WORK TO DO ▸
Reproduce the stretch of the entries below from the line containing "The function MUST return, for every instance of the coarse" through the end of the entries, with both ends included, and nothing else.

(Entries from a point annotation set)
******************************

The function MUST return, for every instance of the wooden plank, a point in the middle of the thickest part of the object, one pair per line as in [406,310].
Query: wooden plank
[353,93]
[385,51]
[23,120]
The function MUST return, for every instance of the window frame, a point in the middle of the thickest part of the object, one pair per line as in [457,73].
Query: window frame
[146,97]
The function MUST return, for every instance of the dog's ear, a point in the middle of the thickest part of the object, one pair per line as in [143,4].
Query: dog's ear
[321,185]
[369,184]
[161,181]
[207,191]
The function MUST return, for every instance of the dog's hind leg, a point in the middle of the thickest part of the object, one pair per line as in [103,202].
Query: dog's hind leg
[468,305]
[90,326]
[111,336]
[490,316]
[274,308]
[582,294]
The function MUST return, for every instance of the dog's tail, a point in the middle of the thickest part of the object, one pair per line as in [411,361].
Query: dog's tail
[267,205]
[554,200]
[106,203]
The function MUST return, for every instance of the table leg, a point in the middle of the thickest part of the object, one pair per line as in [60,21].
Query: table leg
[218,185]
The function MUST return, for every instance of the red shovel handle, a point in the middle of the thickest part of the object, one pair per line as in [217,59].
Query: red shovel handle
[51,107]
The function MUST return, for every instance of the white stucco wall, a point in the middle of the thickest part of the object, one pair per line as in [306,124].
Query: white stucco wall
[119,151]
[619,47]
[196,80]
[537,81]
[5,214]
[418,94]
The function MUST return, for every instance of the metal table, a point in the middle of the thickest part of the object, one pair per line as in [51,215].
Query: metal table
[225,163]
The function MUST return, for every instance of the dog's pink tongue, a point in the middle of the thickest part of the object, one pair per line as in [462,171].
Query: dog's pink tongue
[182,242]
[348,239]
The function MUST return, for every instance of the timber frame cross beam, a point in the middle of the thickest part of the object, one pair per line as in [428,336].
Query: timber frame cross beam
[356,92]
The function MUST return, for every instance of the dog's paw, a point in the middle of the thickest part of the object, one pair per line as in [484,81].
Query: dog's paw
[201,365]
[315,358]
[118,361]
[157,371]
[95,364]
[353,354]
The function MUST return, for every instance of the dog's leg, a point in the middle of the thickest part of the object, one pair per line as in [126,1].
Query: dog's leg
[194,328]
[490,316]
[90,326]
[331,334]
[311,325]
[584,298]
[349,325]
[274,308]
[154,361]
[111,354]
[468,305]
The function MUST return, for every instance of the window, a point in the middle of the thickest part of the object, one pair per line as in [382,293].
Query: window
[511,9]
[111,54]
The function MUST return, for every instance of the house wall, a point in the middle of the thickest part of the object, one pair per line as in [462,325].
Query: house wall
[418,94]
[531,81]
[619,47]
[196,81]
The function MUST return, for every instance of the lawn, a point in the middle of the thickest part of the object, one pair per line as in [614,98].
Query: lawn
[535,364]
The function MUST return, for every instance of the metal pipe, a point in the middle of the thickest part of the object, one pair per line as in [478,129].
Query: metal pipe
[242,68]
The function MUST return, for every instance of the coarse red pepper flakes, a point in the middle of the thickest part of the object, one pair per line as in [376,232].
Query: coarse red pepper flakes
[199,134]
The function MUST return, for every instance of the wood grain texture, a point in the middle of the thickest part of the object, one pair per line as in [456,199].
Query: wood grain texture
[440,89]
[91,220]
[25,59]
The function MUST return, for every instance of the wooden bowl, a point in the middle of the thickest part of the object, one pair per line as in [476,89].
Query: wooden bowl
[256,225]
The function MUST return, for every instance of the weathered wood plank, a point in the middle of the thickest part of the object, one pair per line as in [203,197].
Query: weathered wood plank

******************************

RESPONSE BELOW ▸
The function MUST return, for every instance of the coarse red pepper flakes, a point in the middle of the thickest part of the object, one pair per line as in [376,232].
Query: coarse red pepper flakes
[199,134]
The function MUST return, for every instance of the wood grain texture, a point in the middle of the thickest part of the object, one pair per line as in [456,199].
Query: wood grain texture
[440,89]
[91,220]
[25,59]
The function MUST return, for every instance of the wooden bowl, a point in the middle of the thickest part of the object, one pair per line as in [476,89].
Query: wooden bowl
[256,225]
The function MUST return, for every instance of the weathered wood plank, a point in the middle of the thickest part of the object, one pair per line as in [203,197].
Query: weathered wood plank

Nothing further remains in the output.